Present the following data again exactly as it is shown.

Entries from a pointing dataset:
++++++++++++++++++++
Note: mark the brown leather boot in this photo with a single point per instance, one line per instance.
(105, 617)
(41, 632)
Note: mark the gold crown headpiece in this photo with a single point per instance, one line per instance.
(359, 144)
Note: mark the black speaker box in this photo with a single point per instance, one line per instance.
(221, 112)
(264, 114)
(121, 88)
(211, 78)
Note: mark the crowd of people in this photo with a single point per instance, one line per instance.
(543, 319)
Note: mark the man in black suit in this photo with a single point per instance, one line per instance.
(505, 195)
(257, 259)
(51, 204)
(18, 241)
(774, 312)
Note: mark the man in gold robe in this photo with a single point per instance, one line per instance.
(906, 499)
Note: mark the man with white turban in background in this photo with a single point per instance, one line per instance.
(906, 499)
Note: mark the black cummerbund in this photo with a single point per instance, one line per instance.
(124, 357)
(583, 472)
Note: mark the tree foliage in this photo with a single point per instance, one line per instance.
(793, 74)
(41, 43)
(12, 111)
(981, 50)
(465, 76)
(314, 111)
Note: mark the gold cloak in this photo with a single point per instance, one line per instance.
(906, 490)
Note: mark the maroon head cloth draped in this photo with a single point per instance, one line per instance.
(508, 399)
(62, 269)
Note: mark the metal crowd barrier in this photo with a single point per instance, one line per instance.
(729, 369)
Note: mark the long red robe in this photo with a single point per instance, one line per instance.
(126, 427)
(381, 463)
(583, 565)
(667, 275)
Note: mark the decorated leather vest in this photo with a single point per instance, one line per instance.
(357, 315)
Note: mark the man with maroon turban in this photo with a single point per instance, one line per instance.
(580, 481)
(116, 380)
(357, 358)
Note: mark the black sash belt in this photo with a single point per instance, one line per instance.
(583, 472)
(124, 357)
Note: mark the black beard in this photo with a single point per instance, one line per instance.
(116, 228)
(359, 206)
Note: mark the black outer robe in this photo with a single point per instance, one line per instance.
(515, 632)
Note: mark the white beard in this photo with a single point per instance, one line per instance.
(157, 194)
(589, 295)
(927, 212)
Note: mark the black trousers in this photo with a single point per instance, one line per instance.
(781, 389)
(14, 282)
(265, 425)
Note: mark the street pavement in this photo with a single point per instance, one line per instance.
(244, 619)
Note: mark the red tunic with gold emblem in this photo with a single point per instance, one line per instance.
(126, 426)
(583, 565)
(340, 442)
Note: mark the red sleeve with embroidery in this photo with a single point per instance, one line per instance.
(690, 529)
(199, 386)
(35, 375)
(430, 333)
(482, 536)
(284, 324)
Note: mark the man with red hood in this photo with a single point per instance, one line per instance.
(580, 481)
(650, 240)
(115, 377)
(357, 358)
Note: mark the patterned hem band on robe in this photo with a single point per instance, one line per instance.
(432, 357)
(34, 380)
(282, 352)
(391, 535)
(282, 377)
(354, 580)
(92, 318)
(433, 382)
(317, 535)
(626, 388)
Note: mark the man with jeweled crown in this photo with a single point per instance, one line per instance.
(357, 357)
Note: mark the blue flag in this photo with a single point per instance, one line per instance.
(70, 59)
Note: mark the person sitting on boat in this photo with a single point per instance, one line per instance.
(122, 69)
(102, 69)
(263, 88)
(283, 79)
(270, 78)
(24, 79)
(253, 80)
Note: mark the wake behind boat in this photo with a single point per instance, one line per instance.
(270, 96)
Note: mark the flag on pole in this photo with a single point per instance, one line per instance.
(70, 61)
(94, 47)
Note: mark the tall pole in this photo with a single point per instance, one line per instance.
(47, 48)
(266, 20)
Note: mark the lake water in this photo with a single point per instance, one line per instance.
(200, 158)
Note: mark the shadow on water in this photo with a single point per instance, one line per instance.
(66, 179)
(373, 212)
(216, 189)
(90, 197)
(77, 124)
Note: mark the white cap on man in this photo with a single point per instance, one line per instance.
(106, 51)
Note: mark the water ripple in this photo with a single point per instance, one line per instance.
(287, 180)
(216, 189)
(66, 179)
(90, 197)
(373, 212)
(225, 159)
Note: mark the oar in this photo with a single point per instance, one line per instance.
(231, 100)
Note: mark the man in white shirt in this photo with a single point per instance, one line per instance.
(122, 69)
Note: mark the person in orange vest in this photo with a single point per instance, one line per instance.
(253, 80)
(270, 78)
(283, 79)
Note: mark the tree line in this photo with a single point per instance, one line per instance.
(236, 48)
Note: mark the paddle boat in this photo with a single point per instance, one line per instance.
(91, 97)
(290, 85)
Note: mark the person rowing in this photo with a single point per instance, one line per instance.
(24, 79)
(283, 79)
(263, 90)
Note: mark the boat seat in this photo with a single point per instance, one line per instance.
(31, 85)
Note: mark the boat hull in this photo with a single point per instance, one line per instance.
++++++++++++++++++++
Solution for this exercise:
Note: mark the brown leather boot in this photo with a single point per instance, one line per instance.
(105, 617)
(41, 632)
Note: mark the gold crown headpiece in this photo with a single point per instance, one line per instance.
(359, 144)
Note: mark the black speaker box in this photo with a single point per instance, one line per instance.
(221, 112)
(264, 114)
(121, 88)
(211, 78)
Note: mark the crowd of people in this photo with a single point per instance, one line per instance.
(543, 319)
Note: mark the man in black suit in this photo with a single point per instance, one line per instance.
(505, 195)
(257, 259)
(51, 204)
(18, 241)
(774, 312)
Note: mark the man in gold robe in this photo with a single point per instance, one line per instance.
(906, 499)
Note: mark the man with white turban in background in this photo with a single point per instance, one line per instance.
(906, 499)
Note: mark the black cummerbund in this photo with a single point per instance, one line per instance.
(124, 357)
(583, 472)
Note: mark the tree foliage in this photo with a single point per instance, one line per instance.
(793, 74)
(41, 43)
(12, 111)
(981, 50)
(465, 76)
(314, 111)
Note: mark the gold cloak in this photo with a single point per instance, one line per instance.
(906, 490)
Note: mark the maroon head cloth draped in this photo with a single point per instance, one line per instance.
(508, 399)
(62, 269)
Note: mark the metal crowd barrier in this photo with a single point per instance, one line per instance.
(729, 369)
Note: mark the long red robe in this photo with a single point per instance, one line per instance.
(126, 427)
(381, 463)
(583, 565)
(667, 275)
Note: mark the decorated leather vest in this photo with a single point per instance, one line per instance.
(357, 315)
Note: mark the man with maroon turban in this photo with a single point per instance, one line per instance.
(580, 481)
(116, 380)
(357, 358)
Note: mark the black sash belt in this photo with a single point per instance, one line per instance.
(583, 472)
(124, 357)
Note: mark the black beard in this photo with a single point per instance, one line per instance.
(116, 228)
(359, 206)
Note: mark the black outer robe in this photo with a single point per instance, one line per instance.
(515, 632)
Note: mark the white beard in this photo with a single point per instance, one line per instance.
(157, 194)
(589, 295)
(927, 212)
Note: mark the black trousers in this photo with a single point per instance, one line per instance.
(781, 389)
(14, 282)
(265, 425)
Note: mark the street pavement in this photo with a single point per instance, one line per instance.
(244, 619)
Note: mark the red tunic with gold emblem in this photo with a single point per instance, one line per instance.
(126, 426)
(583, 565)
(340, 442)
Note: mark the red sleeve with embroidery in this photo with a single point per instance, one line per instance.
(690, 529)
(199, 386)
(35, 375)
(430, 333)
(482, 536)
(284, 324)
Note: mark the man with red hood in this photo with a single point per instance, one line per instance.
(580, 481)
(650, 240)
(115, 377)
(357, 358)
Note: mark the patterned hem band on robe in this photo with a single point per instance, one line per instance.
(432, 357)
(34, 380)
(282, 352)
(391, 535)
(282, 377)
(354, 580)
(92, 318)
(433, 382)
(317, 535)
(626, 388)
Note: mark the man with jeweled crown in this photo with a single point per instance, one line per instance.
(357, 357)
Note: mark the blue flag in this photo with a single point per instance, one line per instance.
(70, 59)
Note: mark the person sitting on boat in this photo with a single point per instance, one line per instance.
(122, 69)
(102, 69)
(263, 88)
(283, 79)
(270, 78)
(24, 79)
(253, 80)
Note: mark the wake behind boat in this photo with a single point per instance, one line per instance.
(270, 96)
Note: mark the flag on pole in this photo with a single point per instance, one line per instance.
(70, 61)
(94, 47)
Note: mark the tall pole in this photo with a single point per instance, one line per instance.
(47, 48)
(266, 20)
Note: mark the lake water in this photo with a single point per instance, one line per instance.
(200, 158)
Note: mark the shadow on water in this photo with a single point per instance, one line per instance.
(66, 179)
(373, 212)
(216, 189)
(90, 197)
(77, 124)
Note: mark the white cap on man in this photo with a single point per instance, one line per instance.
(106, 51)
Note: mark the water ripple in this photo with a single point per instance, one line per instance.
(287, 180)
(216, 189)
(66, 179)
(90, 197)
(373, 212)
(225, 159)
Note: mark the oar in this photo with a single point per instance, one line per instance.
(231, 100)
Note: mark the man in white shirt in this photo with a single point per instance, one line per instance.
(122, 69)
Note: mark the person in orange vest in this photo with a single point per instance, one line per instance.
(253, 80)
(270, 78)
(283, 79)
Note: mark the tree line in this photo with a single point per instance, one line per instance.
(236, 48)
Note: mark the paddle boat in this photo with a single point per instance, one line per instance.
(91, 97)
(290, 85)
Note: mark the person rowing in this photo with a single point per instance, one line per instance.
(24, 79)
(283, 79)
(263, 90)
Note: mark the boat seat in this photo with a single point per instance, one line per instance.
(31, 85)
Note: mark the boat hull in this photo with a single point per instance, one line per instance.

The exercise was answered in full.